$35,000 in Donations for Soft Landing after Rosendale Comments
After worldwide reaction over recent negative comments regarding the resettlement of Afghan refugees in Missoula by U.S. House Representative Matt Rosendale, donations to help house and feed Afghan refugees in Missoula have topped $35,000.
Here are Congressman Rosendale's initial comments from September 16:
"Today I learned that 75 refugees from Afghanistan will be arriving in Montana. I strongly oppose the resettlement of these Afghan nationals in Montana. Following the Biden Administration’s disastrously mismanaged withdrawal from Afghanistan, I warned that we could not use this Administration’s incompetence to justify flooding our communities with unvetted refugees. The traditional vetting process for these individuals is a 14-step procedure that takes well over a year. The mass evacuation of over 100,000 Afghan nationals in a matter of weeks has made proper vetting of these individuals nearly impossible. At this time, it appears extremely unlikely the Biden Administration properly vetted the Afghan nationals being resettled in Montana. I have advocated that we should try and settle these individuals in other countries around Afghanistan that share their values and culture, especially if we can not ensure proper vetting. As elected officials, it is our duty to protect the citizens we represent—and I will not allow this Administration to compromise the safety of Montanans."
KGVO News spoke with Mary Poole, Executive Director of Soft Landing Missoula after she sent out a celebratory letter to supporters of the organization.
“When we got the opportunity through a Twitter storm that happened due to Representative Rosendale’s comments, we just we woke up in the morning and people from 23 different states and Great Britain had donated over $10,000 to Soft Landing,” said Poole. So we took that $10,000 and seeded this fund because that goes directly to support new Afghan arrivals, and in just a couple of weeks our community not only matched that, but then matched it again and in the end, as of last week, we landed with $35,000.”

== DATA ==

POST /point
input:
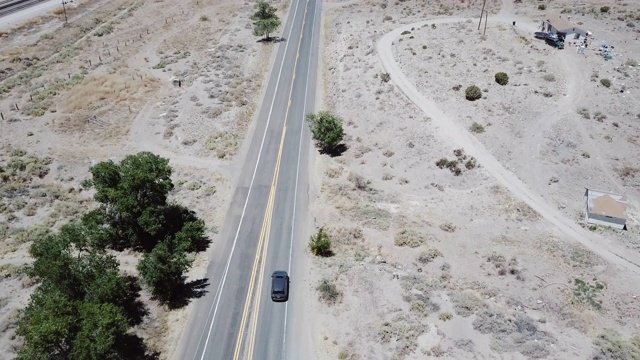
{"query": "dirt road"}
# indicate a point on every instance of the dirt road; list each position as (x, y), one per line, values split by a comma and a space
(458, 136)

== ABOUT THIS TASK ==
In the article on donations to Soft Landing, update the part that begins with the words "KGVO News spoke" and ends after "of the organization.", replacing "celebratory letter" with "thank-you letter".

== EXERCISE OUTPUT ==
KGVO News spoke with Mary Poole, Executive Director of Soft Landing Missoula after she sent out a thank-you letter to supporters of the organization.